▸ **ACTIVITY A**
Copy the passage on the Carl's Jr. CBD burger from "Get Ready for" up to and including "THC’s sister cannabinoid.", word for word.
▸ **ACTIVITY B**
Pick up the article on the Carl's Jr. CBD burger after its last sentence and keep writing it.

▸ **SELECTED PASSAGE**

Carl’s Jr. is about to make cannabis history. And what better day to do something groundbreaking than 4/20, the de facto holiday for all things cannabis?
This Saturday, the fast food chain will introduce a brand new CBD burger. It will be the first time that a major fast food chain has ever done anything involving cannabis. And if things go well, it could become a regular menu item.
Get Ready for a Weed Burger This 4/20
Carl’s Jr. just announced its upcoming Rocky Mountain High: CheeseBurger Delight.
The burger is reported to include two beef patties topped with pickled jalapeños and pepper jack cheese. But the real kicker is the special sauce.
A never before seen CBD-infused Santa Fe Sauce will top off the entire cannabinoid-infused burger.
The sandwich is reportedly going to be priced at $4.20.
But it could be enough CBD to provide the smooth and easy therapeutic benefits of THC’s sister cannabinoid.

▸ **DATA PROVIDED**
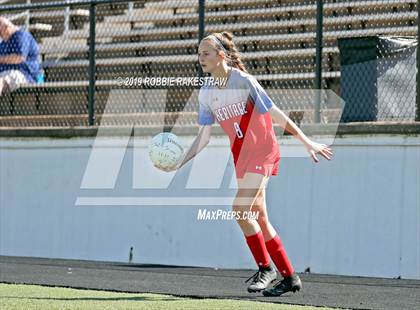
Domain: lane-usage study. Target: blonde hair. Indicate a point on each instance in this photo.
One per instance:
(223, 41)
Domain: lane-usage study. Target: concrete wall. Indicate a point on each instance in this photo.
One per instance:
(356, 215)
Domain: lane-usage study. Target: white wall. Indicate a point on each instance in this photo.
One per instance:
(356, 215)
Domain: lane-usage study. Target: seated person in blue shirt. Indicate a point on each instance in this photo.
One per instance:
(19, 57)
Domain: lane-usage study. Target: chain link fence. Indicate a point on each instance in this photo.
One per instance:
(136, 40)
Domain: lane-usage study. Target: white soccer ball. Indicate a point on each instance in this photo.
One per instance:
(165, 150)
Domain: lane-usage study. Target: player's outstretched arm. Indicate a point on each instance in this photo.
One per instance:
(279, 117)
(196, 147)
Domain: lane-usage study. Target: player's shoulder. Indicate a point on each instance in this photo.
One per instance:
(243, 78)
(204, 92)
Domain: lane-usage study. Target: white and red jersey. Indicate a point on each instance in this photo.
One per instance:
(241, 110)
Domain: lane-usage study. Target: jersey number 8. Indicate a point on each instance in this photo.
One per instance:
(238, 130)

▸ **RESPONSE A**
Get Ready for a Weed Burger This 4/20
Carl’s Jr. just announced its upcoming Rocky Mountain High: CheeseBurger Delight.
The burger is reported to include two beef patties topped with pickled jalapeños and pepper jack cheese. But the real kicker is the special sauce.
A never before seen CBD-infused Santa Fe Sauce will top off the entire cannabinoid-infused burger.
The sandwich is reportedly going to be priced at $4.20.
But it could be enough CBD to provide the smooth and easy therapeutic benefits of THC’s sister cannabinoid.

▸ **RESPONSE B**
The new burger is slated for a 4/20-themed debut this Saturday. And for now, it will only be available at the Carl’s Jr. restaurant located at 4050 Colorado Blvd. in Denver, Colorado.
The CBD burger will go on sale this Saturday starting at 6 a.m. The Denver location will serve the burger for as long as supplies last.
So if you’re celebrating 4/20 this year in the Denver area, be sure you get in line early for your CBD burger.
CBD Burger Could Become Regular Menu Item
Importantly, this Saturday’s limited sale of the Rocky Mountain High burger is not just a publicity stunt targeting cannabis consumers.
It is also a market test. As Business Insider reported, Carl’s Jr. will be monitoring very closely how well the burger sells. The company will also reportedly try to gauge customer response to the burger.
If things go well, and the company likes the results, Carl’s Jr. might roll out the CBD burger to more locations around the country.
Navigating Cannabis Laws
Of course, the tricky part of this is going to be the legal aspects of selling a cannabis-based product.
Fortunately, CBD products tend to be much easier to get onto the market than products with THC.
In general, as long as products do not contain THC, and as long as CBD is derived from hemp plants without any THC, companies can sell CBD-infused goods.
This is even easier now, in the wake of the new Farm Bill. Late last year, Donal Trump signed the 2018 Farm Bill into law.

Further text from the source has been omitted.